*WHAT THE TASK REQUIRES:*
Reproduce the listing below word for word, keeping every line in its original order.

——

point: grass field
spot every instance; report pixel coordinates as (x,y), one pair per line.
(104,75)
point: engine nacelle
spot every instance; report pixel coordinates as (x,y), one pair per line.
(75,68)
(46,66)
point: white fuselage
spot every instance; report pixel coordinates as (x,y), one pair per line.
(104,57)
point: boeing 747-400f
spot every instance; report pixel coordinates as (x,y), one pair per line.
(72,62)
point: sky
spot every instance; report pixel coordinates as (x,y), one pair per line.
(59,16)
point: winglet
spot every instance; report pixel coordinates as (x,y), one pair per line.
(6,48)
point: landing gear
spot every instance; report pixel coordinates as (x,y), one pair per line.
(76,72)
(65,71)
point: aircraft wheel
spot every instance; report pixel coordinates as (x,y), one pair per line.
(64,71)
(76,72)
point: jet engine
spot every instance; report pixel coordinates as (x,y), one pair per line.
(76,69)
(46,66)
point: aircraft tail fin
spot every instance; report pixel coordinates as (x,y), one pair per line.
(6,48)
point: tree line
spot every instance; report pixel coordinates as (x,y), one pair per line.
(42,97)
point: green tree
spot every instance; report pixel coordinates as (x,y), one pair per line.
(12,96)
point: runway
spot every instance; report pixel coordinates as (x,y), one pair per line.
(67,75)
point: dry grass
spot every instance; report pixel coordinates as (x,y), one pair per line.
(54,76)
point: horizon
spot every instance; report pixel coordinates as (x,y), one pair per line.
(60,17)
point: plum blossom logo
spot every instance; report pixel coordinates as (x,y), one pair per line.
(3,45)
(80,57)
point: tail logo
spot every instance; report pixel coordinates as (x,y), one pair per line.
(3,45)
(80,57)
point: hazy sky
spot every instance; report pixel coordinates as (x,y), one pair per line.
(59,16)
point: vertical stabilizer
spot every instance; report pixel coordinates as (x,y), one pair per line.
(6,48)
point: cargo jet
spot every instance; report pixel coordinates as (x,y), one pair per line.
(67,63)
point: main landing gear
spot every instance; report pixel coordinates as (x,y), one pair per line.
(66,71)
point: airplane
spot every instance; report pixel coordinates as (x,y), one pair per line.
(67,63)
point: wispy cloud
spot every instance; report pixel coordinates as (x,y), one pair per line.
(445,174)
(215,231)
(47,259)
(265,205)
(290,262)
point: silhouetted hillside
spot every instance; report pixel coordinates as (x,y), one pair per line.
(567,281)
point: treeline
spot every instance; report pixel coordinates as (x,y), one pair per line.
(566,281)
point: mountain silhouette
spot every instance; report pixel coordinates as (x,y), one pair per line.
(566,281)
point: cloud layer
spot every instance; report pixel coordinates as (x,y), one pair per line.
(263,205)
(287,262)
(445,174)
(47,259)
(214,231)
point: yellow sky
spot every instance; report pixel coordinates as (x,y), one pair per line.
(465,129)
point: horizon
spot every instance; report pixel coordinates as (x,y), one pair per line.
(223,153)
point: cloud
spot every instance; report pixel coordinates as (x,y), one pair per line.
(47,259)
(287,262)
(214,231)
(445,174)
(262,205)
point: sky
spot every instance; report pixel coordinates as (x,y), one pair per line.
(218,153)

——

*RESULT OF THIS EXERCISE:*
point: grass field
spot every instance; report pixel coordinates as (x,y), one pair per line.
(104,75)
point: engine nacelle
spot every instance; report pixel coordinates as (x,y), one pair per line.
(75,68)
(46,66)
point: white fuselage
spot every instance; report pixel coordinates as (x,y), one pair per line.
(104,57)
point: boeing 747-400f
spot every instance; report pixel coordinates as (x,y), one pair per line.
(72,62)
point: sky
spot every instance; report pixel coordinates as (x,y), one pair per line.
(59,16)
point: winglet
spot every instance; report pixel coordinates as (x,y), one pair per line.
(6,48)
point: landing gear
spot every instance; report pixel coordinates as (x,y), one pair per line.
(76,72)
(65,71)
point: aircraft wheel
spot every instance; report pixel coordinates as (x,y), one pair per line.
(64,71)
(76,72)
point: jet engine
spot every instance; report pixel coordinates as (x,y), one pair per line.
(76,69)
(46,66)
point: aircraft tail fin
spot every instance; report pixel coordinates as (x,y), one pair per line.
(6,48)
point: tree line
spot every instance; report pixel coordinates as (x,y), one pair per line.
(42,97)
point: green tree
spot every instance; report pixel coordinates as (x,y), one pair per line.
(12,96)
point: runway
spot every instance; report pixel coordinates as (x,y), one pair per line.
(67,75)
point: dry grass
spot every instance; report pixel coordinates as (x,y), one pair per line.
(54,76)
point: horizon
spot every instance; report pixel coordinates as (x,y), one pair per line.
(60,17)
point: plum blossom logo
spot every instance; report pixel coordinates as (x,y), one pair per line.
(3,45)
(80,57)
point: tail logo
spot every instance; report pixel coordinates as (x,y), one pair per line.
(3,45)
(80,57)
point: hazy sky
spot every instance; report pixel coordinates as (x,y), one pair per line.
(59,16)
point: vertical stabilizer
spot every instance; report pixel coordinates as (x,y), one pair per line.
(6,48)
point: cargo jet
spot every instance; report pixel coordinates as (x,y), one pair per line.
(67,63)
point: main landing gear
spot every instance; report pixel coordinates as (x,y), one pair per line.
(66,71)
point: airplane
spot every instance; report pixel coordinates as (x,y), one pair per line.
(67,63)
point: wispy cloud
spot every instance; report pixel coordinates as (x,y), one pair per line.
(445,174)
(215,231)
(47,259)
(265,205)
(290,262)
point: silhouetted hillside
spot every instance; report pixel coordinates as (x,y), one pair per line.
(567,281)
point: treeline
spot every instance; report pixel coordinates as (x,y), one pair per line.
(566,281)
point: mountain silhouette
spot every instance; report pixel coordinates as (x,y), one pair per line.
(566,281)
point: cloud layer
spot every instance; report pixel coordinates as (x,y), one pair per line.
(263,205)
(287,262)
(445,174)
(47,259)
(214,231)
point: yellow sky
spot every instance; report pixel coordinates as (x,y), one pair per line.
(465,129)
point: horizon
spot every instance; report pixel coordinates as (x,y), one pair per line.
(223,153)
point: cloud
spot every instance; report pixel coordinates as (x,y), one pair per line.
(47,259)
(287,262)
(214,231)
(445,174)
(262,205)
point: sky
spot every instance; report pixel coordinates as (x,y), one pair per line.
(218,153)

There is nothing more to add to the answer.